INPUT MATERIAL: Begin

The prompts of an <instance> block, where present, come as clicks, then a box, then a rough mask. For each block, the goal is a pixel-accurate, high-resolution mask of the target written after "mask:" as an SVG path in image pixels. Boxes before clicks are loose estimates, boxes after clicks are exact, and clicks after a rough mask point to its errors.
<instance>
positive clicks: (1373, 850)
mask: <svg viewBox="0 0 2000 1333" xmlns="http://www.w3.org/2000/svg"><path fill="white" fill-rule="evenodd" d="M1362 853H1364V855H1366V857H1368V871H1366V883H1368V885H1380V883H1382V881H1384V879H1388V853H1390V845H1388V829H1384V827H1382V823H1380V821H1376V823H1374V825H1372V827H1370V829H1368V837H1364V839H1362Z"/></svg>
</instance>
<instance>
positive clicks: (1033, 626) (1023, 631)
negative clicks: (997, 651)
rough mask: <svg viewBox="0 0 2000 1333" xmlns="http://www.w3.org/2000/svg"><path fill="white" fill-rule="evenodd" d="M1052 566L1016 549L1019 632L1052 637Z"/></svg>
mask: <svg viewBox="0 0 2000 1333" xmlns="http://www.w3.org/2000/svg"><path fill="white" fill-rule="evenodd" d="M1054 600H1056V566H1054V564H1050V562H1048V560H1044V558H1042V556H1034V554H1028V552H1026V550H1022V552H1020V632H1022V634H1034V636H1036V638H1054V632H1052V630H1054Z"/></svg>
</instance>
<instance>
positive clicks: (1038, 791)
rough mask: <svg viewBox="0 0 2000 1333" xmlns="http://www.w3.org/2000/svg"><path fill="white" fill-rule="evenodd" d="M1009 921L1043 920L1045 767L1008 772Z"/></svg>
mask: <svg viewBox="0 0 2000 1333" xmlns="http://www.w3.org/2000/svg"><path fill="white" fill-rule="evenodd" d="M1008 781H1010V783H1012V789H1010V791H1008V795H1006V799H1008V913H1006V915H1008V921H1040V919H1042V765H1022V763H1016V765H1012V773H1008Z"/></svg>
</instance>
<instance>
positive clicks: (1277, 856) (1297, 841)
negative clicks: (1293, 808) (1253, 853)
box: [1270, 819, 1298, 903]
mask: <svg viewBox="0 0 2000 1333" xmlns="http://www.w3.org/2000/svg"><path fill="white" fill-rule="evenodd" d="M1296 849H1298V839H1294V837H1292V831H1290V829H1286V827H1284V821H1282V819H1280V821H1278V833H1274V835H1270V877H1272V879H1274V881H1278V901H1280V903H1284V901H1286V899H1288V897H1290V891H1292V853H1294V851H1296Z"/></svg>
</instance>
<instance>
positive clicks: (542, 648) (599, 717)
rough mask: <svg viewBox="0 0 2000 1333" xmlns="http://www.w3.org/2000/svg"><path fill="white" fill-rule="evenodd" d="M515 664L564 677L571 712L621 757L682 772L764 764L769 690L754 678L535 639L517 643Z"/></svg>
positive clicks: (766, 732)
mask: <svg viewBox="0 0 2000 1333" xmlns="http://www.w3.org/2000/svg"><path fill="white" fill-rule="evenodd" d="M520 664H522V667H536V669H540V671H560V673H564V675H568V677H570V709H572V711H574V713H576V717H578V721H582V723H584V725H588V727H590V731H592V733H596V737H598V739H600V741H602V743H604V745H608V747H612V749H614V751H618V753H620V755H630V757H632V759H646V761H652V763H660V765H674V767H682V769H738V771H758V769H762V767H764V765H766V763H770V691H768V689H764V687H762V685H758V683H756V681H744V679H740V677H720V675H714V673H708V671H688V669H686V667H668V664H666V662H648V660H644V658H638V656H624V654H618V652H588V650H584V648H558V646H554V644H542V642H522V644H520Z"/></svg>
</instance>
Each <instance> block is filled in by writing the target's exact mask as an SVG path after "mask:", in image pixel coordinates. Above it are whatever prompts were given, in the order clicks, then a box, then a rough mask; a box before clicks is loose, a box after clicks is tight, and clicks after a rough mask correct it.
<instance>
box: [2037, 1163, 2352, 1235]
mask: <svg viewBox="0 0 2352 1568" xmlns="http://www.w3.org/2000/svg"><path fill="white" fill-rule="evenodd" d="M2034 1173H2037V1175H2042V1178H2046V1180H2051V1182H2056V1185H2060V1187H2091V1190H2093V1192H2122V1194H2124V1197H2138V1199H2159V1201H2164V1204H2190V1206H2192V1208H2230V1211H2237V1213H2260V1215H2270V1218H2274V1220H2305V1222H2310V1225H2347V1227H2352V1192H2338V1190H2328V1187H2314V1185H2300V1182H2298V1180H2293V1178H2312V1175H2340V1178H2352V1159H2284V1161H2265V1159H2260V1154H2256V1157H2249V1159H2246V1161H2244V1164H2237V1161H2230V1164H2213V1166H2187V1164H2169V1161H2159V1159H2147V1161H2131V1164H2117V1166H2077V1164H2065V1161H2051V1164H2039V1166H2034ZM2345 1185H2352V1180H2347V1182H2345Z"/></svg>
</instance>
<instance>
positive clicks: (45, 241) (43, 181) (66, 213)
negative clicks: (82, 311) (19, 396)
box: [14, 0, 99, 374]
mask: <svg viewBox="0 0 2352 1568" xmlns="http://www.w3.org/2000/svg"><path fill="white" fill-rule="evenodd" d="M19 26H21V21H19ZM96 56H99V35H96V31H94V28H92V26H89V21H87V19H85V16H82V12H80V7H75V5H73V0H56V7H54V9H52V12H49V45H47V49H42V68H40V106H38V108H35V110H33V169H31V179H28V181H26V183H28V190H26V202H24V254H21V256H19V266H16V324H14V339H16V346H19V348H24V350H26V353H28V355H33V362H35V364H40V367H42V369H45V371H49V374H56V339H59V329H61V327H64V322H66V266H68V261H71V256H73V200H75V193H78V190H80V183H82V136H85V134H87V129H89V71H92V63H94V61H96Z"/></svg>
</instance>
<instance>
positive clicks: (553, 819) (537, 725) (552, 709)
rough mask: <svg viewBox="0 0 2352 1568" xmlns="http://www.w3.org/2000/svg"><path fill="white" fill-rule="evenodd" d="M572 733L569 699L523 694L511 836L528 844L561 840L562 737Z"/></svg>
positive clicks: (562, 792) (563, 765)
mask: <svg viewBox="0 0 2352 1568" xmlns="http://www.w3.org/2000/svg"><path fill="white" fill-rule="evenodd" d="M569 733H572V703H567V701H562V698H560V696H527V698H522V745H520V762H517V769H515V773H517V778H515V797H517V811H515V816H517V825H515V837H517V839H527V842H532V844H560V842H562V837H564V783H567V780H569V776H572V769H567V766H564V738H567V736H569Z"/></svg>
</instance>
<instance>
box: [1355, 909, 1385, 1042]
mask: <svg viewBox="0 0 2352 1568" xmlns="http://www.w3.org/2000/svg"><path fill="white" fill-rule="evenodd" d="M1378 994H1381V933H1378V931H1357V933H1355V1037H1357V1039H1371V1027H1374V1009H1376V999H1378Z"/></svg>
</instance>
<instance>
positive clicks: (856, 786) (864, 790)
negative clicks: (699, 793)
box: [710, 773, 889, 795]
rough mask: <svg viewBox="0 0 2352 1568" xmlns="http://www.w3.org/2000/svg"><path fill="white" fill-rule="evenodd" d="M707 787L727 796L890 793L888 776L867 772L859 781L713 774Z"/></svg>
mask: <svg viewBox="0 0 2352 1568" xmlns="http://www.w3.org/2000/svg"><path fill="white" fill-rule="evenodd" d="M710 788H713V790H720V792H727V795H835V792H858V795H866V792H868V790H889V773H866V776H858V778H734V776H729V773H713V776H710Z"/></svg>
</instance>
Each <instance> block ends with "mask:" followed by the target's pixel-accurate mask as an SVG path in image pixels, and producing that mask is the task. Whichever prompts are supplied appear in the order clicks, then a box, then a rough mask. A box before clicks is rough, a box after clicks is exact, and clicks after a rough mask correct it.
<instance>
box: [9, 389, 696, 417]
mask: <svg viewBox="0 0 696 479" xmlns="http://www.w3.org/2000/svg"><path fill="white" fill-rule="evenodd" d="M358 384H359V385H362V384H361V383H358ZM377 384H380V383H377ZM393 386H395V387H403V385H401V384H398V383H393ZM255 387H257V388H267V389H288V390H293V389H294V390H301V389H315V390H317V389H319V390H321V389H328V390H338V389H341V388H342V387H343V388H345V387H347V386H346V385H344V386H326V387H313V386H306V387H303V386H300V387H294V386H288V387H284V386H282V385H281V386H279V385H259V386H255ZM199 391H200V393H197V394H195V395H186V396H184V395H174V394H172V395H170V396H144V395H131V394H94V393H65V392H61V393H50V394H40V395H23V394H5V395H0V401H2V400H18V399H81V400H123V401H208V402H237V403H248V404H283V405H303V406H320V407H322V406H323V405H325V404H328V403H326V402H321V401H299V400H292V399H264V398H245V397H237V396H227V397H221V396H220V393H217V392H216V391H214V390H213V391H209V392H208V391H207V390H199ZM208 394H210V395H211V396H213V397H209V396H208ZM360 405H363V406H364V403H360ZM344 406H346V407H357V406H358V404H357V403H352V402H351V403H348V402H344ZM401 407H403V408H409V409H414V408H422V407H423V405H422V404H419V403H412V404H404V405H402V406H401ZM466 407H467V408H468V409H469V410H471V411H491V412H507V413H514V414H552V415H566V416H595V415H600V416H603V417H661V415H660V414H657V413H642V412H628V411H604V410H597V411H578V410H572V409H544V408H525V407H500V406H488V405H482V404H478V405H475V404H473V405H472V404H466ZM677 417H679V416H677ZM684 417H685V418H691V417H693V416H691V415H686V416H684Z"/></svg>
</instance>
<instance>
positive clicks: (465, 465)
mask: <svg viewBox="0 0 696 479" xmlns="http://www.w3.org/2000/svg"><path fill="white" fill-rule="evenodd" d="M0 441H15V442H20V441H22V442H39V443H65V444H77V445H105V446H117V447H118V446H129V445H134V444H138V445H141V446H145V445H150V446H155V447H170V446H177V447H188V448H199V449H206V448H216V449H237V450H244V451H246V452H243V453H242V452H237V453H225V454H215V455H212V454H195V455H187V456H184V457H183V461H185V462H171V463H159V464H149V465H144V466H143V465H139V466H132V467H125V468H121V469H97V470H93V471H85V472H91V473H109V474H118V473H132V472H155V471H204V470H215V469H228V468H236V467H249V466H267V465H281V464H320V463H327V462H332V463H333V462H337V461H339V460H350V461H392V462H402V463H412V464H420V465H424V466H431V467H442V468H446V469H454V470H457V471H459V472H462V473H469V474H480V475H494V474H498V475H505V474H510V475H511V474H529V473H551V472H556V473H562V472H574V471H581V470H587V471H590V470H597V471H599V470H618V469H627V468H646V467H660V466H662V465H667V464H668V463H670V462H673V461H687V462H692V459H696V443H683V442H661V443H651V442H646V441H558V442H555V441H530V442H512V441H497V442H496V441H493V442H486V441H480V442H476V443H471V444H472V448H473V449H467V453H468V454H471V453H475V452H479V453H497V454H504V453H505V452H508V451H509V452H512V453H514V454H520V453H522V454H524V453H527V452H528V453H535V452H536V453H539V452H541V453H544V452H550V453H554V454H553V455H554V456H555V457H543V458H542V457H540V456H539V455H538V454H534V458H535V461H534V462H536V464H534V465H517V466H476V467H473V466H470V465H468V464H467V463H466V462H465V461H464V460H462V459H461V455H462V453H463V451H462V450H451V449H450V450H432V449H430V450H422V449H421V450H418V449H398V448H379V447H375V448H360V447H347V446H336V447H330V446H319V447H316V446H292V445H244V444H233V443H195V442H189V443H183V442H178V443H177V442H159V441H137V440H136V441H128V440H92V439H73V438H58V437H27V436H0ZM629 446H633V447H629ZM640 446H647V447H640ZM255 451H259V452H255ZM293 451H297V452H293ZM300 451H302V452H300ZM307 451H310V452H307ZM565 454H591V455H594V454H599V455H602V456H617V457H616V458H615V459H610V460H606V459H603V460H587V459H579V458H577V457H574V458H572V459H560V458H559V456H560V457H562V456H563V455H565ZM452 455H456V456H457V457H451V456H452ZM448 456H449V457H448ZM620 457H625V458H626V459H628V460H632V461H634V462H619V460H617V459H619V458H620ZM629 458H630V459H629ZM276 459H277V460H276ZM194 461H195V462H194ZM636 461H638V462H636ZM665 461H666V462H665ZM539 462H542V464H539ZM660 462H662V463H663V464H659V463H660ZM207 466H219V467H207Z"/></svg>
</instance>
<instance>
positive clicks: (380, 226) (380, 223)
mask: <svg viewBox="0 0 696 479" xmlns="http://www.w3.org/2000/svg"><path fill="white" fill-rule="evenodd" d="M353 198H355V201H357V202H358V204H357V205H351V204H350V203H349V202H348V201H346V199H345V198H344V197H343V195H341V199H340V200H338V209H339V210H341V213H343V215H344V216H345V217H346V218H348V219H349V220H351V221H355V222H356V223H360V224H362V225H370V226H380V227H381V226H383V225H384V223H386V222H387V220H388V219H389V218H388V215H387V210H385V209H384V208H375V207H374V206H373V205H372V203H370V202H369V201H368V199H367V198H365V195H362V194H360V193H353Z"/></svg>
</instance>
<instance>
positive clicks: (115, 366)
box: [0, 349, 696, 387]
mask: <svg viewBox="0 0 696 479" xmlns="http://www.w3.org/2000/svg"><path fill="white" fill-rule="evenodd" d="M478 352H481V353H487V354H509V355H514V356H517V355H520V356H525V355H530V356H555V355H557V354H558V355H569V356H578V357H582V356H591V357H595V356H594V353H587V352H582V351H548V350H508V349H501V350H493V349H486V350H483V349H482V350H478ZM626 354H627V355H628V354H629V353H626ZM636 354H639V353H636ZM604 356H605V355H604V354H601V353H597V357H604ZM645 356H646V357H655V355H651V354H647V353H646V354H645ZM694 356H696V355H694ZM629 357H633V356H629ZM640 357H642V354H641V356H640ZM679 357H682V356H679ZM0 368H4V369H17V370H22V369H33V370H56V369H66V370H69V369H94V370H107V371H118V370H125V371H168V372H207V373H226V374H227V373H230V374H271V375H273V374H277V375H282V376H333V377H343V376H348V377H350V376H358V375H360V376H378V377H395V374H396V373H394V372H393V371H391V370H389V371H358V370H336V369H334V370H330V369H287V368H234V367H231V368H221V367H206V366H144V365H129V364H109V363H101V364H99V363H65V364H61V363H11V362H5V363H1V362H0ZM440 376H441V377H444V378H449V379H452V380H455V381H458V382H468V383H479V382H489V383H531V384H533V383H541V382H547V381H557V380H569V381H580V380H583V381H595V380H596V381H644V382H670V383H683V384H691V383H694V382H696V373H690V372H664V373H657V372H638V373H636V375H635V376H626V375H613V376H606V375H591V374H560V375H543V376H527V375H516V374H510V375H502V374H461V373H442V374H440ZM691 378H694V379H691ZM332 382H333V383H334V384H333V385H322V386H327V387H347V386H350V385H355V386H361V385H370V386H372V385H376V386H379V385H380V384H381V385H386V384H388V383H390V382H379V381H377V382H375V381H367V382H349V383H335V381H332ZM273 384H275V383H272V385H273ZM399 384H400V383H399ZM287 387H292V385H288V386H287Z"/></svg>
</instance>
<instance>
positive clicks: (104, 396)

INPUT MATERIAL: End

* EXERCISE AIM: The first line of the entries, the line with "negative clicks: (1293, 808) (1253, 853)", and every line between them should be retyped exactly, and nothing else.

* WRITTEN RESPONSE:
The prompts of an <instance> block, where present, come as clicks, then a box, then a rough mask. For each block, the goal is a pixel-accurate, high-resolution mask of the target written after "mask:" as an SVG path in image pixels. Boxes before clicks are loose estimates, boxes after clicks are exact, and clicks after a rough mask point to its errors.
<instance>
positive clicks: (1373, 850)
mask: <svg viewBox="0 0 2000 1333" xmlns="http://www.w3.org/2000/svg"><path fill="white" fill-rule="evenodd" d="M1362 853H1364V855H1366V857H1368V871H1366V883H1368V885H1380V883H1382V881H1384V879H1388V853H1390V845H1388V829H1384V827H1382V823H1380V821H1376V823H1374V825H1372V827H1370V829H1368V837H1364V839H1362Z"/></svg>
</instance>
<instance>
positive clicks: (1033, 626) (1023, 631)
negative clicks: (997, 651)
rough mask: <svg viewBox="0 0 2000 1333" xmlns="http://www.w3.org/2000/svg"><path fill="white" fill-rule="evenodd" d="M1052 566L1016 549L1019 632L1052 637Z"/></svg>
mask: <svg viewBox="0 0 2000 1333" xmlns="http://www.w3.org/2000/svg"><path fill="white" fill-rule="evenodd" d="M1054 600H1056V566H1054V564H1050V562H1048V560H1044V558H1042V556H1034V554H1028V552H1026V550H1022V552H1020V632H1022V634H1034V636H1036V638H1054V632H1052V630H1054Z"/></svg>
</instance>
<instance>
positive clicks: (1038, 791)
rough mask: <svg viewBox="0 0 2000 1333" xmlns="http://www.w3.org/2000/svg"><path fill="white" fill-rule="evenodd" d="M1009 921L1043 920L1045 767L1008 772Z"/></svg>
mask: <svg viewBox="0 0 2000 1333" xmlns="http://www.w3.org/2000/svg"><path fill="white" fill-rule="evenodd" d="M1008 781H1010V783H1012V789H1010V791H1008V795H1006V799H1008V913H1006V915H1008V921H1040V919H1042V765H1022V763H1016V765H1012V773H1008Z"/></svg>
</instance>
<instance>
positive clicks: (1277, 856) (1297, 841)
negative clicks: (1293, 808) (1253, 853)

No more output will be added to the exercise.